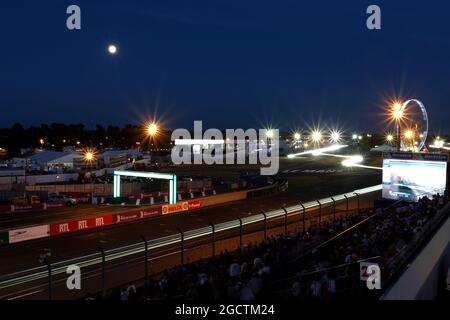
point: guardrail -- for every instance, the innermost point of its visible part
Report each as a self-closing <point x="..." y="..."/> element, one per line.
<point x="100" y="258"/>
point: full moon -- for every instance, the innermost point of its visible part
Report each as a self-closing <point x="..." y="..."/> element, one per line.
<point x="112" y="49"/>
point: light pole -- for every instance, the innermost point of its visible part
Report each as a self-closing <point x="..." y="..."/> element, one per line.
<point x="152" y="131"/>
<point x="397" y="113"/>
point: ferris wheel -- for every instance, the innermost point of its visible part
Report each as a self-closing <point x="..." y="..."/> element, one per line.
<point x="414" y="126"/>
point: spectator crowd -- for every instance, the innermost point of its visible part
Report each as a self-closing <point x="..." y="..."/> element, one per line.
<point x="285" y="266"/>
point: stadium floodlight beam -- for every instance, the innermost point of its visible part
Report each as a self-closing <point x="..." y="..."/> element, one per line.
<point x="149" y="175"/>
<point x="389" y="138"/>
<point x="350" y="162"/>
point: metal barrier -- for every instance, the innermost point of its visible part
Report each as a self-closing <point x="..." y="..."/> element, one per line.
<point x="180" y="238"/>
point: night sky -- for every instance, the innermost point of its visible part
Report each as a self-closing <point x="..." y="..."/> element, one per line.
<point x="229" y="63"/>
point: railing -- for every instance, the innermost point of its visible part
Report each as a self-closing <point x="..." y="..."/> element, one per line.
<point x="100" y="258"/>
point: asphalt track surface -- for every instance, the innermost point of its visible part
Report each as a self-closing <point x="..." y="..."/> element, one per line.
<point x="303" y="186"/>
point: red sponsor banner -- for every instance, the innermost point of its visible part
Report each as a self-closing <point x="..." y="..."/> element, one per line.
<point x="29" y="233"/>
<point x="29" y="207"/>
<point x="173" y="208"/>
<point x="194" y="204"/>
<point x="80" y="225"/>
<point x="151" y="212"/>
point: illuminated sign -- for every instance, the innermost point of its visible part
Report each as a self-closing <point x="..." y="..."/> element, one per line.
<point x="150" y="175"/>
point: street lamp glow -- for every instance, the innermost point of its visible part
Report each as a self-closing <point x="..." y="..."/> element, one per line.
<point x="397" y="111"/>
<point x="112" y="49"/>
<point x="389" y="138"/>
<point x="152" y="129"/>
<point x="350" y="162"/>
<point x="316" y="136"/>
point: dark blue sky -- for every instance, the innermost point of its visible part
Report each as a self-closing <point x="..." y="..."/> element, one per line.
<point x="229" y="63"/>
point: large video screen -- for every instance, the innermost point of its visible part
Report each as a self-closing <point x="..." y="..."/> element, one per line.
<point x="412" y="179"/>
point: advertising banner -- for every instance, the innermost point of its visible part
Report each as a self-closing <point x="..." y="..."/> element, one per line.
<point x="79" y="225"/>
<point x="5" y="209"/>
<point x="194" y="204"/>
<point x="30" y="233"/>
<point x="173" y="208"/>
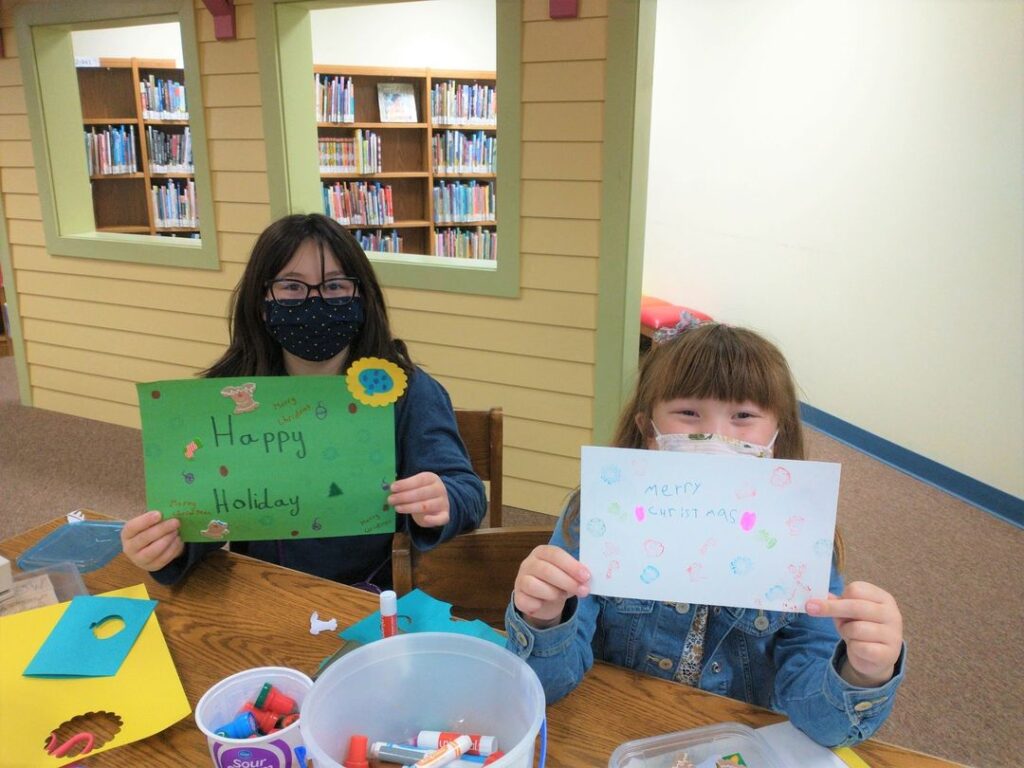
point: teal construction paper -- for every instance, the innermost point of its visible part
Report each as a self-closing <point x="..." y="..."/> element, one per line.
____
> [The request]: Give an exact reproduction of every line, leaving out any picture.

> [Solution for this exercise]:
point: guardrail -- for every instance, the innermost point of its visible part
Report each as a self-closing <point x="..." y="..."/> element, one per line.
<point x="100" y="258"/>
point: full moon -- for every instance, the innermost point of its visible part
Report each as a self-closing <point x="..." y="..."/> element, one per line.
<point x="112" y="49"/>
point: light pole -- for every instance, the innermost point of its visible part
Report each as a self-closing <point x="..." y="..."/> element, one per line.
<point x="152" y="131"/>
<point x="397" y="113"/>
point: ferris wheel -- for every instance, the innermost point of its visible part
Report each as a self-closing <point x="..." y="..."/> element, one per line.
<point x="414" y="126"/>
point: spectator crowd -- for every instance, the innermost point of its visible part
Report each as a self-closing <point x="..." y="..."/> element, one per line.
<point x="285" y="266"/>
point: stadium floodlight beam -- for every instance, the innermost point of its visible part
Report each as a self-closing <point x="..." y="..."/> element, one per line.
<point x="149" y="175"/>
<point x="389" y="138"/>
<point x="350" y="162"/>
point: metal barrier -- for every instance, the innermost point of its visible part
Report each as a self-closing <point x="..." y="..."/> element, one per line.
<point x="180" y="238"/>
point: night sky -- for every instance, the innermost point of its visible part
Report each as a self-closing <point x="..." y="..."/> element, one per line.
<point x="229" y="63"/>
point: railing -- for every instance, the innermost point of its visible part
Report each as a self-closing <point x="..." y="..."/> element, one per line.
<point x="100" y="258"/>
point: asphalt track surface -- for every instance, the innermost point of its visible part
Report each as a self-closing <point x="..." y="..."/> element, one per line.
<point x="303" y="186"/>
point: red sponsor banner -- for every instance, the innermost point of its visible part
Report each as a self-closing <point x="..." y="..."/> element, one per line.
<point x="29" y="233"/>
<point x="29" y="207"/>
<point x="173" y="208"/>
<point x="194" y="204"/>
<point x="80" y="225"/>
<point x="151" y="212"/>
point: illuminated sign -- for every instance, the innermost point of its visible part
Report each as a self-closing <point x="..." y="..."/> element, one per line.
<point x="150" y="175"/>
point: street lamp glow -- for every instance, the innermost point of its visible part
Report each as a self-closing <point x="..." y="..."/> element, one per line.
<point x="397" y="111"/>
<point x="112" y="49"/>
<point x="389" y="138"/>
<point x="152" y="129"/>
<point x="350" y="162"/>
<point x="316" y="136"/>
point: dark blue sky -- for every instance, the innermost point of its visible part
Report each as a self-closing <point x="..." y="..."/> element, one per line.
<point x="229" y="63"/>
point: large video screen -- for every instance, the innermost point of its visible part
Report each as a self-closing <point x="..." y="..."/> element, one per line.
<point x="412" y="179"/>
point: advertising banner -- for every instance, the innermost point of its visible part
Report each as a self-closing <point x="..." y="..."/> element, one per line.
<point x="79" y="225"/>
<point x="5" y="209"/>
<point x="194" y="204"/>
<point x="30" y="233"/>
<point x="173" y="208"/>
point: teal construction paper -- for every instance, the innermost point of its visible part
Report each as a self-closing <point x="..." y="..."/> element, one per line.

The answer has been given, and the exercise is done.